Contour labeling entries
------------------------------

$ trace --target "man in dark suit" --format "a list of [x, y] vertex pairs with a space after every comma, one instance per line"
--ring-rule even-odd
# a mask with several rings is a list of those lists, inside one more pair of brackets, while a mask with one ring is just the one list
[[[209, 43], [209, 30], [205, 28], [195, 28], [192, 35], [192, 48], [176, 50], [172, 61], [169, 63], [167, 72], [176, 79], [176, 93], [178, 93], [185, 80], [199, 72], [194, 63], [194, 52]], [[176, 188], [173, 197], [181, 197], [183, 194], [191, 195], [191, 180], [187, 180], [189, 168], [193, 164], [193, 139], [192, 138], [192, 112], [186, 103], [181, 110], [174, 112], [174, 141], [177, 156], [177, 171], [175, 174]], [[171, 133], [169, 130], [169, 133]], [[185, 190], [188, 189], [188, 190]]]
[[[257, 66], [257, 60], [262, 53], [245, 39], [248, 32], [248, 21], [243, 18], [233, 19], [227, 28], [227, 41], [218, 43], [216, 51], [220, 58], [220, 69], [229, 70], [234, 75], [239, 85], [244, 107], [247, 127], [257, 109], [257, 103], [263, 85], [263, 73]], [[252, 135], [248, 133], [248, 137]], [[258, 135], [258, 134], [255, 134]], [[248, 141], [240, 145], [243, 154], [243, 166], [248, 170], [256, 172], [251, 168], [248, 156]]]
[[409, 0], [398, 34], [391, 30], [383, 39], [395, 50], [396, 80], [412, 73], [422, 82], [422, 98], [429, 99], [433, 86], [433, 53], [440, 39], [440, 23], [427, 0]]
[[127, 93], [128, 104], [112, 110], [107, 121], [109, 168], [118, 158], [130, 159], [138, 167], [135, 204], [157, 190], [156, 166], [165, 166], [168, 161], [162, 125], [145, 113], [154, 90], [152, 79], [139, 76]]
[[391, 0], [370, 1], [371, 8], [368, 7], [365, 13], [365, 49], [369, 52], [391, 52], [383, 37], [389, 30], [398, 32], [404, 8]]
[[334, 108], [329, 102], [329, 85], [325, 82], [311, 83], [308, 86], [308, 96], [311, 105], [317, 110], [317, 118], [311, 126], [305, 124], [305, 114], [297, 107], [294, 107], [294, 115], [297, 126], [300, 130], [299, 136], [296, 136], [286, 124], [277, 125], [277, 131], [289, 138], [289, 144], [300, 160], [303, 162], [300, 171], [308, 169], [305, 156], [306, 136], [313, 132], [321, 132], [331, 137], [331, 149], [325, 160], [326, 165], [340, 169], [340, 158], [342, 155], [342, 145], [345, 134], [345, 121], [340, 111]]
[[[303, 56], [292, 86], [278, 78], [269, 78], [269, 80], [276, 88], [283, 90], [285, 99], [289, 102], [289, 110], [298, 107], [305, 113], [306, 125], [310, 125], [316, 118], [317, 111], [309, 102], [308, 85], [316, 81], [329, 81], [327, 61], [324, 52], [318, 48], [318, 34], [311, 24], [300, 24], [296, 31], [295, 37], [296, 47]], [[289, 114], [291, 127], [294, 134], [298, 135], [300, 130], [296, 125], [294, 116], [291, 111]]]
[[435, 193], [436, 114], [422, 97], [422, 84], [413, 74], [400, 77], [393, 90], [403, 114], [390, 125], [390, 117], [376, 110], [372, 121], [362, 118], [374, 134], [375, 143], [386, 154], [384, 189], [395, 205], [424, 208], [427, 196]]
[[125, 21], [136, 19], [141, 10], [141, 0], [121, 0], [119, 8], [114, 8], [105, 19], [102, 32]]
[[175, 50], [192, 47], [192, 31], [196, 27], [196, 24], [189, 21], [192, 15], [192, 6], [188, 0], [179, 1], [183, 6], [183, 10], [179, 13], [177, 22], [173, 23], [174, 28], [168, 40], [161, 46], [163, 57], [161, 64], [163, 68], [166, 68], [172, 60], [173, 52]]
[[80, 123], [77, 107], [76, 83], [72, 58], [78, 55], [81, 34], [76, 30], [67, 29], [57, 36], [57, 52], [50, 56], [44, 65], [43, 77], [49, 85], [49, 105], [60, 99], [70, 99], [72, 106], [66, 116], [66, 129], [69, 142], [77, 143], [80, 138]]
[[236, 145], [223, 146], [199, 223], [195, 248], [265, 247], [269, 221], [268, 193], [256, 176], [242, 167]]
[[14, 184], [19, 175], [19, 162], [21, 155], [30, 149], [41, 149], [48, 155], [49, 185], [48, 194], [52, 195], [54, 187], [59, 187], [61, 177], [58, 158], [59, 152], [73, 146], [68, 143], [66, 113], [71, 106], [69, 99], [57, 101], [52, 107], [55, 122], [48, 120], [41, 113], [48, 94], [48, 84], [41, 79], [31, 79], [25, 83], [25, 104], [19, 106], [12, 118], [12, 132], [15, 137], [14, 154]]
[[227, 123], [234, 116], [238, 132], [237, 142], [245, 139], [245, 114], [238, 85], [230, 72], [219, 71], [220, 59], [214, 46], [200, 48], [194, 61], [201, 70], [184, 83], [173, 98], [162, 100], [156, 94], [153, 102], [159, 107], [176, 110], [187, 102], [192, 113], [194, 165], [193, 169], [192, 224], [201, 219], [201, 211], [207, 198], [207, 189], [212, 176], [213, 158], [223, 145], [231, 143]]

------------------------------

**Task to complete:** Copy out the entries word for word, starting from the very first line and ending with the line that contains "168], [248, 156]]]", including that line.

**Exercise response:**
$ trace --target "man in dark suit" --format "a list of [x, y] vertex pairs with a space after every comma, one instance per line"
--ring-rule even-odd
# a mask with several rings is a list of those lists, inside one more pair of brackets, while a mask with one ring is just the one list
[[[209, 43], [209, 30], [205, 28], [195, 28], [192, 35], [192, 48], [176, 50], [172, 61], [169, 63], [167, 72], [176, 79], [176, 93], [178, 93], [185, 80], [199, 72], [194, 63], [194, 52]], [[176, 188], [173, 197], [181, 197], [183, 194], [191, 195], [191, 180], [187, 180], [189, 168], [193, 164], [193, 139], [192, 138], [192, 112], [186, 103], [181, 110], [174, 112], [174, 141], [177, 156], [177, 171], [175, 174]], [[171, 133], [169, 130], [169, 133]], [[185, 190], [188, 189], [188, 190]]]
[[[257, 66], [257, 60], [262, 53], [245, 39], [248, 32], [248, 21], [243, 18], [233, 19], [227, 28], [227, 41], [218, 43], [216, 51], [220, 58], [220, 69], [229, 70], [234, 75], [239, 85], [244, 107], [247, 127], [257, 109], [257, 103], [263, 85], [263, 73]], [[252, 135], [248, 133], [248, 137]], [[258, 135], [258, 134], [255, 134]], [[248, 141], [240, 145], [243, 154], [243, 166], [248, 170], [256, 172], [251, 168], [248, 156]]]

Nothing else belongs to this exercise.